Source data:
····················
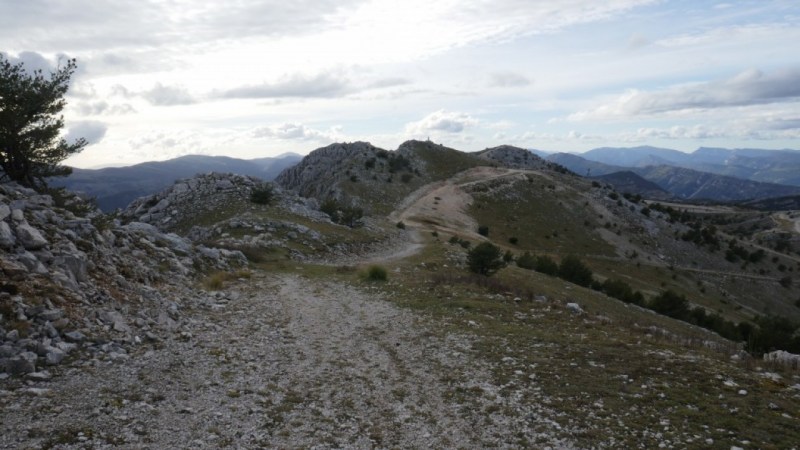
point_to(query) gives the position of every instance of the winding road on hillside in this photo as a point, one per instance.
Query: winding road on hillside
(283, 360)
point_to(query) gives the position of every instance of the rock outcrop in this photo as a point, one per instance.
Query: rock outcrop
(515, 158)
(319, 173)
(71, 280)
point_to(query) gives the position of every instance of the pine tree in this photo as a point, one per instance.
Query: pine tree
(30, 122)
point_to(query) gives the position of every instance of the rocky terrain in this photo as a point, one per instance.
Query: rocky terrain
(115, 187)
(200, 318)
(83, 282)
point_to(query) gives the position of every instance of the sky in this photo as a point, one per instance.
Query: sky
(158, 79)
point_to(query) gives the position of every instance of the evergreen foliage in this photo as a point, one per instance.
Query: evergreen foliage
(485, 259)
(31, 148)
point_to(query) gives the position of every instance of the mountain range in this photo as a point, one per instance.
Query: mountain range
(768, 166)
(116, 187)
(707, 174)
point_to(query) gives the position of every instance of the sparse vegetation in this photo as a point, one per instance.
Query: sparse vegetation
(263, 194)
(574, 270)
(485, 259)
(376, 273)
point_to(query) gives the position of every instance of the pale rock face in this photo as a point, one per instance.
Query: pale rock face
(84, 285)
(7, 238)
(30, 237)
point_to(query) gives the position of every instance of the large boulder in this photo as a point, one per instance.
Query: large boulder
(7, 238)
(29, 237)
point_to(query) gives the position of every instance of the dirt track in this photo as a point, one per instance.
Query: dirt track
(284, 362)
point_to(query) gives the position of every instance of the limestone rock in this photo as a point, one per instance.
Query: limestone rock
(7, 238)
(30, 238)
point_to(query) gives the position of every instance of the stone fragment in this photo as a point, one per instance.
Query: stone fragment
(7, 238)
(30, 237)
(74, 336)
(22, 364)
(54, 356)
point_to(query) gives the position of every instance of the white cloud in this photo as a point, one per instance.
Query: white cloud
(297, 85)
(99, 107)
(92, 131)
(287, 131)
(161, 95)
(751, 87)
(448, 122)
(508, 79)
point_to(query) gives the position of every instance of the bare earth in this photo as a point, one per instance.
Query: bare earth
(283, 361)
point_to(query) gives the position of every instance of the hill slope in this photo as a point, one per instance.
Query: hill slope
(116, 187)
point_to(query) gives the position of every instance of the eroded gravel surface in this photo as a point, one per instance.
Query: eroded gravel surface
(283, 361)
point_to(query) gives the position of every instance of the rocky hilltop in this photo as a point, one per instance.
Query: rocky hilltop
(318, 173)
(73, 279)
(515, 157)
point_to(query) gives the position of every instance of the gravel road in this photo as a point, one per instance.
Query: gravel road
(282, 361)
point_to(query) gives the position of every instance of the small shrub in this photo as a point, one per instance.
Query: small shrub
(262, 195)
(574, 270)
(671, 304)
(376, 273)
(485, 259)
(526, 261)
(546, 265)
(215, 281)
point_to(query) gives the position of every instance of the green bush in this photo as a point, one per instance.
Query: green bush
(341, 213)
(262, 195)
(485, 259)
(622, 291)
(574, 270)
(376, 273)
(546, 265)
(526, 261)
(671, 304)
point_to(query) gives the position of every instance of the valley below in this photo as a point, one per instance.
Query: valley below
(226, 312)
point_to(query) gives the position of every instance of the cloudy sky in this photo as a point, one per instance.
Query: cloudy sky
(253, 78)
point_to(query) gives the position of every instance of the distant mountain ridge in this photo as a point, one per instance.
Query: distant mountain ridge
(681, 182)
(116, 187)
(768, 166)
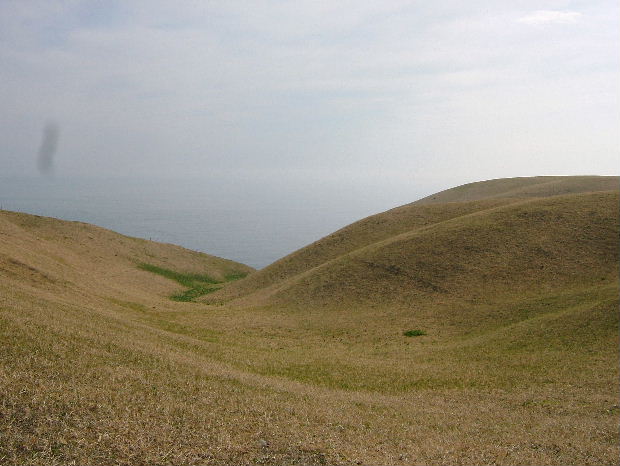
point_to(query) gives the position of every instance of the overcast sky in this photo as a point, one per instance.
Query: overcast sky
(397, 91)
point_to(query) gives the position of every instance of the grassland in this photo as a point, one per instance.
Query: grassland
(308, 360)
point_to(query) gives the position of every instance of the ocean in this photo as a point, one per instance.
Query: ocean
(249, 221)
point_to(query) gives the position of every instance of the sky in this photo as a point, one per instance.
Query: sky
(381, 92)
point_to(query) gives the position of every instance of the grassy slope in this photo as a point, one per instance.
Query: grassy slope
(459, 203)
(518, 366)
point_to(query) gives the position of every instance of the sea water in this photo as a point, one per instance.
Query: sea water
(249, 221)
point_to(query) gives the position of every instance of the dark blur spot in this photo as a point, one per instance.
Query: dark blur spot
(49, 143)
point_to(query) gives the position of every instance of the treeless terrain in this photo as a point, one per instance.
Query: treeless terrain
(117, 350)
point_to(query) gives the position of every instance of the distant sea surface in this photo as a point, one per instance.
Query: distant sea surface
(251, 222)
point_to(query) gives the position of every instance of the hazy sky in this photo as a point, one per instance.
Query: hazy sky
(394, 91)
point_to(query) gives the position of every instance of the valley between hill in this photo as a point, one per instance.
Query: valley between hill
(478, 325)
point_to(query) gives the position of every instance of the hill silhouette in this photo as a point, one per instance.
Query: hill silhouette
(476, 326)
(484, 235)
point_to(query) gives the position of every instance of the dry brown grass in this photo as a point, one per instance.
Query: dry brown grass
(519, 364)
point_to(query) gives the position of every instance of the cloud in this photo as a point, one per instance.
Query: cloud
(551, 17)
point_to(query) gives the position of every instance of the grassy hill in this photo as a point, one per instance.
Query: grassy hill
(427, 241)
(476, 326)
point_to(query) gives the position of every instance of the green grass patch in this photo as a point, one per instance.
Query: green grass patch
(190, 295)
(197, 284)
(185, 279)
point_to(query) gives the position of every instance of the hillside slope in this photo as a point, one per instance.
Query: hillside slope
(350, 259)
(62, 256)
(475, 332)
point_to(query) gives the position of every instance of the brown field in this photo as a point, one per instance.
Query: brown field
(513, 283)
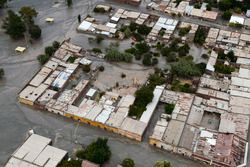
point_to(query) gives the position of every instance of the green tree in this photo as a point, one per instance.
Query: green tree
(143, 29)
(225, 5)
(1, 73)
(56, 45)
(163, 164)
(226, 15)
(43, 58)
(69, 3)
(147, 59)
(99, 39)
(71, 163)
(169, 108)
(114, 55)
(97, 152)
(183, 50)
(2, 3)
(27, 13)
(200, 35)
(185, 68)
(35, 31)
(128, 162)
(142, 47)
(49, 50)
(14, 25)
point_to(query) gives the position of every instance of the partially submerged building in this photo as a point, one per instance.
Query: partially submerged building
(36, 151)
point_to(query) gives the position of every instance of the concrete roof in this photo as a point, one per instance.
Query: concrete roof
(32, 93)
(40, 76)
(146, 116)
(133, 126)
(36, 151)
(173, 132)
(237, 19)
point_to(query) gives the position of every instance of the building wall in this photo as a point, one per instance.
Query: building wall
(25, 101)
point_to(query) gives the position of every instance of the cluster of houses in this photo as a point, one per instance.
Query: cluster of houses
(210, 125)
(183, 8)
(51, 89)
(124, 17)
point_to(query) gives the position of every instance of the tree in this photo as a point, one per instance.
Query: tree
(35, 31)
(147, 60)
(200, 35)
(97, 152)
(79, 19)
(99, 39)
(28, 14)
(43, 58)
(2, 3)
(49, 50)
(69, 3)
(226, 15)
(127, 162)
(169, 108)
(116, 56)
(225, 5)
(163, 164)
(14, 25)
(143, 29)
(1, 73)
(142, 47)
(71, 163)
(56, 45)
(185, 68)
(183, 50)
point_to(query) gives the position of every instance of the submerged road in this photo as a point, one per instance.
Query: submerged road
(16, 119)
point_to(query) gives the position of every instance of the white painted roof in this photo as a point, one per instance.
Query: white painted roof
(237, 19)
(146, 116)
(84, 26)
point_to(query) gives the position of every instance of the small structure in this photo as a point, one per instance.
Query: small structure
(49, 19)
(86, 163)
(20, 49)
(237, 20)
(36, 151)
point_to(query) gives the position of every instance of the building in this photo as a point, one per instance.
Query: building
(36, 151)
(86, 163)
(131, 2)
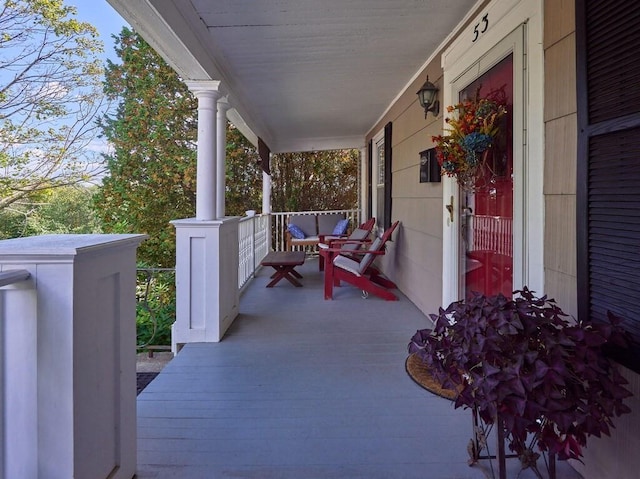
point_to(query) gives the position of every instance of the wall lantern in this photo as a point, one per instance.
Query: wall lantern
(428, 95)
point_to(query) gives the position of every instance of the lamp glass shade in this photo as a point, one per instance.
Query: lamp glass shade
(427, 94)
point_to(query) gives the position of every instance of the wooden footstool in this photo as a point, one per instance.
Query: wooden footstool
(284, 262)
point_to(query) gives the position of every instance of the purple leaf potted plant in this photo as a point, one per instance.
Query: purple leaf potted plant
(521, 363)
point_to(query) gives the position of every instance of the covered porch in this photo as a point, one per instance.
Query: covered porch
(302, 387)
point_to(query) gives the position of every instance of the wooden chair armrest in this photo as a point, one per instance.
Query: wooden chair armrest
(323, 236)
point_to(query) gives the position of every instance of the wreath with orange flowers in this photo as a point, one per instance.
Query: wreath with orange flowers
(473, 127)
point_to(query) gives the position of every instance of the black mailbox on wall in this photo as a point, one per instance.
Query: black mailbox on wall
(429, 168)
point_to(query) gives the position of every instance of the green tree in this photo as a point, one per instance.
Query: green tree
(152, 171)
(243, 175)
(50, 93)
(68, 209)
(322, 180)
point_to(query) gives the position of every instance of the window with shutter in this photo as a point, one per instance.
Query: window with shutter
(608, 196)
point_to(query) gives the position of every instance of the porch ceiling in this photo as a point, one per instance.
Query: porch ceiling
(301, 74)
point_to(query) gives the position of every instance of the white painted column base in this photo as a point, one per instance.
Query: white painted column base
(69, 367)
(207, 294)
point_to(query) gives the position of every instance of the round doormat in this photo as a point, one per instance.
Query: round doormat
(421, 374)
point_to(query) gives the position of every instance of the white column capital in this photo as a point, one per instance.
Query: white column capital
(223, 104)
(205, 88)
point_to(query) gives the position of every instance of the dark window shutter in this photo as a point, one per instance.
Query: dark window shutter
(387, 174)
(369, 179)
(608, 193)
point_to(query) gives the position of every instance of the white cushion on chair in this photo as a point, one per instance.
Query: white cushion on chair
(369, 257)
(347, 264)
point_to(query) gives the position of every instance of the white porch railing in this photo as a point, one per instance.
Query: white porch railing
(279, 223)
(253, 245)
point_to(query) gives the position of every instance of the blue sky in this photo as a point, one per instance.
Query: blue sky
(102, 16)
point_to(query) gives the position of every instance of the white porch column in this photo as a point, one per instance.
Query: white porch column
(266, 203)
(68, 374)
(221, 157)
(207, 293)
(266, 193)
(207, 94)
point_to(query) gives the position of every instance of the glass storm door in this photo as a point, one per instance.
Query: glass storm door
(486, 227)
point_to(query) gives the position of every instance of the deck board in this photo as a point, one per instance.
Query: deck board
(303, 388)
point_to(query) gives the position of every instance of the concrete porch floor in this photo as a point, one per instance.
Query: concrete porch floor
(305, 388)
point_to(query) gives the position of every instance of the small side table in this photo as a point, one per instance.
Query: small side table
(284, 262)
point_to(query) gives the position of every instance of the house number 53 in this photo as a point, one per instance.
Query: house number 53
(480, 27)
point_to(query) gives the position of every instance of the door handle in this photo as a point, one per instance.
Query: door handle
(450, 209)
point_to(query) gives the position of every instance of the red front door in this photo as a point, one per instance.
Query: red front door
(487, 210)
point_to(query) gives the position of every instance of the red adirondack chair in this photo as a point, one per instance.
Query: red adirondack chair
(352, 242)
(361, 274)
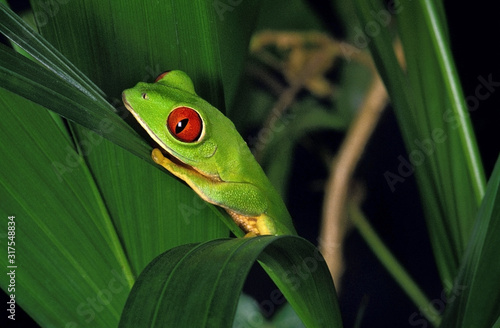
····················
**Work order:** Output only the lines from the start of the data through the line that holds "the rock outcrop". Keep them exact and leave the pictures out.

**Written answer:**
point_to(query) gives the position of every instance of the winding road on hillside in this photo as a point, one per instance.
Query: winding road on hillside
(283, 360)
point_to(query) gives the position of every instance of the rock outcrop in this photo as a point, one per instance.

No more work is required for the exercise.